■ TO DO:
a – Decide whether each statement agrees with the comment on Reddit's new CEO, answering yes or no and quoting the deciding words: (i) the comment expects Reddit to become more transparent; (ii) the comment expects him to reverse Pao's moves; (iii) the comment expects harassment and bullying to remain disallowed.
b – Carry the comment on Reddit's new CEO forward from its last line.

**** TEXT SEGMENT ****

Could you please provide references for this statement?

From my perspective it looks like:

-he will not reverse Pao's moves [1],

-he will still not allow harassment or bullying [2],

-reddit will now be more transparent [2],

-no more non-spam shadowbanning [3]

[1] [http://www.bloomberg.com/news/articles/2015-07-11/new-
reddit...](http://www.bloomberg.com/news/articles/2015-07-11/new-reddit-ceo-
says-he-won-t-reverse-pao-s-moves-after-her-exit)

[2]
[https://www.reddit.com/r/IAmA/comments/3cxedn/i_am_steve_huf...](https://www.reddit.com/r/IAmA/comments/3cxedn/i_am_steve_huffman_the_new_ceo_of_reddit_ama/cszu3cv)

[3]
[https://www.reddit.com/r/IAmA/comments/3cxedn/i_am_steve_huf...](https://www.reddit.com/r/IAmA/comments/3cxedn/i_am_steve_huffman_the_new_ceo_of_reddit_ama/cszv2lg)

**** SUPPLIED INFORMATION ****

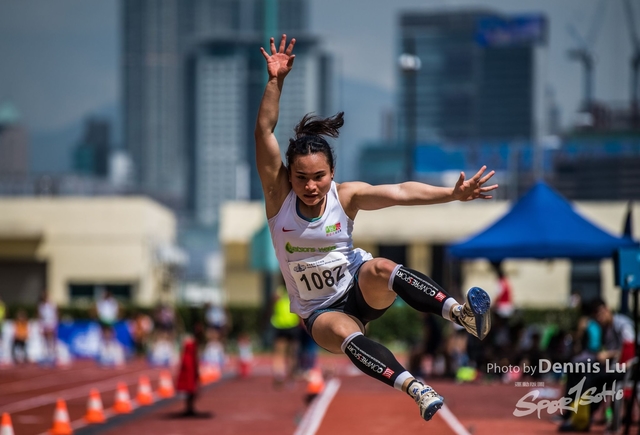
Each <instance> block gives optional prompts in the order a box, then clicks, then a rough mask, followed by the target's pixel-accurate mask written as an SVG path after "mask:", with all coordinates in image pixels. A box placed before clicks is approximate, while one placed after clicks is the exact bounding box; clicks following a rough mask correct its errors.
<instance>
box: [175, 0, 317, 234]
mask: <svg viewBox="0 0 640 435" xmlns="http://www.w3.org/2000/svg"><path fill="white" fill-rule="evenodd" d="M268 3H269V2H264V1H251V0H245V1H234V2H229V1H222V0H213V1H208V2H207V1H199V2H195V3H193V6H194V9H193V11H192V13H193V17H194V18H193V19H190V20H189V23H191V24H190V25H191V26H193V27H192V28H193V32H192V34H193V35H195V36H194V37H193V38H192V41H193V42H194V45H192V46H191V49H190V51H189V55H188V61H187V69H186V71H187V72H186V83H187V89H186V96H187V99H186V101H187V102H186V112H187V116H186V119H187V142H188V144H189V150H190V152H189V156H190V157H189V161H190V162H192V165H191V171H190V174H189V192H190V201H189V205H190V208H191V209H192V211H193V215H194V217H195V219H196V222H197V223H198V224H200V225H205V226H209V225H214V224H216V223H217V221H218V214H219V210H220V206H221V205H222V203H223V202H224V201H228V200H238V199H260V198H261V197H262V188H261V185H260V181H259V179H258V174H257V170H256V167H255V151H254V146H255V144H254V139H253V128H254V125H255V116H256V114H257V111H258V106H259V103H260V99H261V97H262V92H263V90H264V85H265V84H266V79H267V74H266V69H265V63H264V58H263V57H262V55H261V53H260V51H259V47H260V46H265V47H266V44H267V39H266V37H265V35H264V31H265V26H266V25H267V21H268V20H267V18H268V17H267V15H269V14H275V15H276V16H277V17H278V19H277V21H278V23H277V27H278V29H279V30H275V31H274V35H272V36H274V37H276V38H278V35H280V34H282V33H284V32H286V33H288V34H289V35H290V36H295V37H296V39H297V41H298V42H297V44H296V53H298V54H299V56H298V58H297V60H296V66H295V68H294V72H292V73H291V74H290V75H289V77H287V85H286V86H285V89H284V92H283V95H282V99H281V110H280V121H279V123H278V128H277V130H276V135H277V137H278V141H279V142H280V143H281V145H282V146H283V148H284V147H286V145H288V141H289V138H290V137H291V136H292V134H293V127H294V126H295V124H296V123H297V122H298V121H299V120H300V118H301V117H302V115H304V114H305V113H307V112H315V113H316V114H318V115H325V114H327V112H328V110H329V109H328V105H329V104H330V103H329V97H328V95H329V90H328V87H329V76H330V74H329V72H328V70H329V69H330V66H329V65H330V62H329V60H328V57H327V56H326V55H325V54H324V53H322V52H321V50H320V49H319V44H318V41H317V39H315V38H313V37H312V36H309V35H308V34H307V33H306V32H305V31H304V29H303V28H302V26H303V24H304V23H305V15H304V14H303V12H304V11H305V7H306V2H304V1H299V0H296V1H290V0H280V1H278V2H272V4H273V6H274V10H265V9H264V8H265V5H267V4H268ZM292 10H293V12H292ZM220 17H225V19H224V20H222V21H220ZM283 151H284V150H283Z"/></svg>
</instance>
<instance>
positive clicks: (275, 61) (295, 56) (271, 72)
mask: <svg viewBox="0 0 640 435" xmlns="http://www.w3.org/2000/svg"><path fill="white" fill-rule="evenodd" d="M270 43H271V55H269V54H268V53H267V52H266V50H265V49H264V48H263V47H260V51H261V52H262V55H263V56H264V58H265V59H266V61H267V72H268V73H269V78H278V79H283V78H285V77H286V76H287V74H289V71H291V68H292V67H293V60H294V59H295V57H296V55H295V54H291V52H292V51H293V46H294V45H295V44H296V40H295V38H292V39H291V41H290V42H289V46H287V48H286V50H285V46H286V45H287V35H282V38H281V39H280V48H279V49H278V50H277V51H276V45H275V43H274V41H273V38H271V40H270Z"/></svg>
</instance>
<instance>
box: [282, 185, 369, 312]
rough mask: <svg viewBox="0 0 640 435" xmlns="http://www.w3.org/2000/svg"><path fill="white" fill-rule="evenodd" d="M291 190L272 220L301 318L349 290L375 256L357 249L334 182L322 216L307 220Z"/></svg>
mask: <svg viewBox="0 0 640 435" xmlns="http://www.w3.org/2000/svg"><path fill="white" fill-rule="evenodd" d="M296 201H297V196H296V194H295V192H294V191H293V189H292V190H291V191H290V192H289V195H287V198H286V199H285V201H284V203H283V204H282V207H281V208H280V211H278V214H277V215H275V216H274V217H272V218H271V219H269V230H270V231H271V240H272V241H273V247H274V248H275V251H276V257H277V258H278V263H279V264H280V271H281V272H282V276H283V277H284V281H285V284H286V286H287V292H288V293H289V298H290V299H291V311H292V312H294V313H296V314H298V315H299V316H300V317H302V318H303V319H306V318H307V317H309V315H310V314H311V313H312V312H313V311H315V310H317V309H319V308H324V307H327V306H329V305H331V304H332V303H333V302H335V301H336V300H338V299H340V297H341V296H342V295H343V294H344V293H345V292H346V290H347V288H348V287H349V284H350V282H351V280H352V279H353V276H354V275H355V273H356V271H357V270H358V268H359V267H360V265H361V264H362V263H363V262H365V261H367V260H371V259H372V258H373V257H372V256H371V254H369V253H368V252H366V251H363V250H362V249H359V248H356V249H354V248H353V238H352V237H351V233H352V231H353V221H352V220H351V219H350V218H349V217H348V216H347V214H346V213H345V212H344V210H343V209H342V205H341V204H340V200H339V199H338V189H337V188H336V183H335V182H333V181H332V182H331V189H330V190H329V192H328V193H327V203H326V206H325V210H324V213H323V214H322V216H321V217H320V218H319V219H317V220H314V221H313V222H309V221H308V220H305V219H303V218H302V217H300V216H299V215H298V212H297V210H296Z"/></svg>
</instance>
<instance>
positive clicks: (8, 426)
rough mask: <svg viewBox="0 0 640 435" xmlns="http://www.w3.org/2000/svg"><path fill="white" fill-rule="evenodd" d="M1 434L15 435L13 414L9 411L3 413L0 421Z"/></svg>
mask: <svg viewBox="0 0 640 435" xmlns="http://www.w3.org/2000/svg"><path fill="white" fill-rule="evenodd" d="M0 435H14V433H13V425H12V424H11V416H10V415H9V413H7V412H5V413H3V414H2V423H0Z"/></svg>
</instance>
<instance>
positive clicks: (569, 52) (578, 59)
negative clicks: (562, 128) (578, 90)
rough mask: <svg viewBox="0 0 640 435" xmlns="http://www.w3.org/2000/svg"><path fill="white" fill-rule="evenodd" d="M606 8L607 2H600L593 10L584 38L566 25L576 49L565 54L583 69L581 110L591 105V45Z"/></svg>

****

■ ANSWERS TO EACH TASK:
a –
(i) Yes: "reddit will now be more transparent"
(ii) No: "he will not reverse Pao's moves"
(iii) Yes: "he will still not allow harassment or bullying"

b –
You can read the full AMA here:
[https://www.reddit.com/r/IAmA/comments/3cxedn/i_am_steve_huf...](https://www.reddit.com/r/IAmA/comments/3cxedn/i_am_steve_huffman_the_new_ceo_of_reddit_ama/)

------
middleclick
I have never understood this argument. As a person of colour, I have been at
the receiving end of hate and threats many times, including on Reddit. That
doesn't stop from going to it and why should it? Unless Reddit is explicitly
and only doing this, I don't care. There are hundreds of good subreddits that
are strictly moderated and harassment is not allowed. And yet there are others
which I cannot stand. But I can easily ignore those.

Should we stop using the Internet because there is violent stuff and
discriminatory content? Or should we using Twitter for the same reasons? Where
does one draw the line and how?

------
Ollinson
After a while I realized that all this "freedom of speech" talk is really just
a euphemism for "let us form hate groups and post pictures of 13 year olds in
bikinis."

------
panamafrank
I can't admit i read reddit publicly without fear of being associated with
misogynistic trolls that excuse rape. it's like saying you're on 4chan or
worse.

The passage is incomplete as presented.